▶ [What you are asked to do] Copy the records below word for word, starting at the line that contains "the dry grass stalk" and ending at the final line of the records, with both of those lines included.

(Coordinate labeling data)
Start

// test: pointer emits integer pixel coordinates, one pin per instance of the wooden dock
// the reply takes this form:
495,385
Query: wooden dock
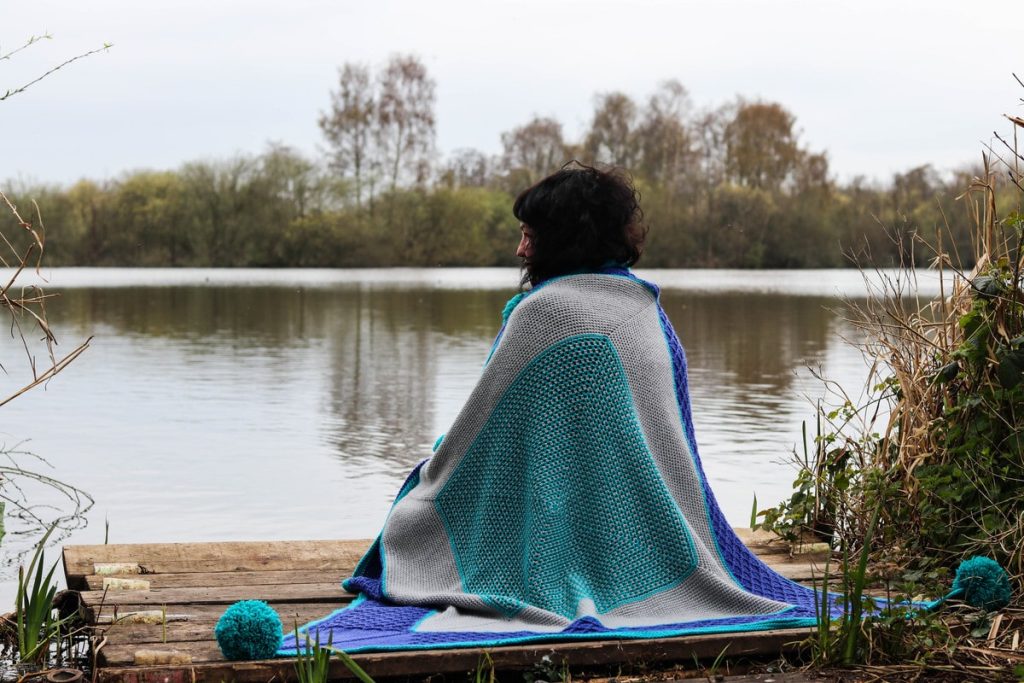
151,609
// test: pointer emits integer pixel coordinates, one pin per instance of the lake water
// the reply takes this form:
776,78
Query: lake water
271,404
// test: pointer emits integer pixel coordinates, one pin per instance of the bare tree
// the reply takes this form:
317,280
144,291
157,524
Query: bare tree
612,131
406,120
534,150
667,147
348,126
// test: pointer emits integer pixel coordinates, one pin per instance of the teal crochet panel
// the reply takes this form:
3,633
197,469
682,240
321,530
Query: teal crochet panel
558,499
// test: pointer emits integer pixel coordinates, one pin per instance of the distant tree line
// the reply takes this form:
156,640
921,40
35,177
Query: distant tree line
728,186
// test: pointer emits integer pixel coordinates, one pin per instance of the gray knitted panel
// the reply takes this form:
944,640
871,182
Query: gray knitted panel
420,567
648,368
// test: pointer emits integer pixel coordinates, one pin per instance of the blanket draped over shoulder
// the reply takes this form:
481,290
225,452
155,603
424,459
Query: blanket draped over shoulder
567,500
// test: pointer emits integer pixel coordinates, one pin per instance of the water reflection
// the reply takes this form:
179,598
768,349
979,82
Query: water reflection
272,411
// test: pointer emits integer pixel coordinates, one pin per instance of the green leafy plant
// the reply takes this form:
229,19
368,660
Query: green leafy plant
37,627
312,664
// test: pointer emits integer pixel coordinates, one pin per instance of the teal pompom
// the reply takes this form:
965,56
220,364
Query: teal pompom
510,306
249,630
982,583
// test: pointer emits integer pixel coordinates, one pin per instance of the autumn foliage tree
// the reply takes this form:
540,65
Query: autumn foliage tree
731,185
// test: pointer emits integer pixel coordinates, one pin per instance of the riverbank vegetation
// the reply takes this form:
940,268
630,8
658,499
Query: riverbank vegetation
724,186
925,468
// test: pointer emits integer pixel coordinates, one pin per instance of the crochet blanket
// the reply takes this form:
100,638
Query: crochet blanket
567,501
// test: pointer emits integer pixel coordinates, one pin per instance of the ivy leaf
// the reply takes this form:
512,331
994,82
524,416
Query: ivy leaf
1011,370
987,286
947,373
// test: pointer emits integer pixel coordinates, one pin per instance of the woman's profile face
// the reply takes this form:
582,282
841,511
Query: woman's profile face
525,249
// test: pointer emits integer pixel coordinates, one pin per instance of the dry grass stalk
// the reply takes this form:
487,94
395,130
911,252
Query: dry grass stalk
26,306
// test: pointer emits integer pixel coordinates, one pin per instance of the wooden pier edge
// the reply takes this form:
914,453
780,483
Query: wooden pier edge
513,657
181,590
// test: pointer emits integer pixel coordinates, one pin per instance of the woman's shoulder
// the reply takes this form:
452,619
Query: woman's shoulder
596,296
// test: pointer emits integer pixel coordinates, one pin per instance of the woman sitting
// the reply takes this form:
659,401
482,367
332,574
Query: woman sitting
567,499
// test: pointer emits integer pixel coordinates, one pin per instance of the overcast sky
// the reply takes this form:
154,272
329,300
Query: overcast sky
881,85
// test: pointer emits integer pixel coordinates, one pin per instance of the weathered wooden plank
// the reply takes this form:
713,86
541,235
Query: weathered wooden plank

End

▶ [Exercise response]
// test: pointer emits integer pixel coordinates, one pin per instance of the dry grass stalk
// the reply takes this form:
487,94
395,130
911,252
Query: dry grass stalk
26,306
// test: pointer emits integer pixel coordinates, one pin per instance of the wooden pier edge
// the reply takes this form:
914,453
780,483
Query: wooden pier edge
513,657
181,590
// test: pointer emits integer pixel coordinates, one pin per instance of the woman's shoulder
// the reply takes this form:
452,619
Query: woman's shoulder
596,296
// test: pointer emits integer pixel coordinates, one pin per instance of the woman sitting
// the reply takes this form:
659,401
482,367
332,574
Query: woman sitting
567,499
// test: pointer emits integer pixel coordinates, one pin per instance of the overcast sky
// the reply takes this form:
154,272
329,300
Query: overcast sky
881,85
// test: pointer emits integer pixel coordinates, one pin per instance of the weathered wooden plank
// the reply takes this form:
713,86
541,235
Query: weathered wooden plank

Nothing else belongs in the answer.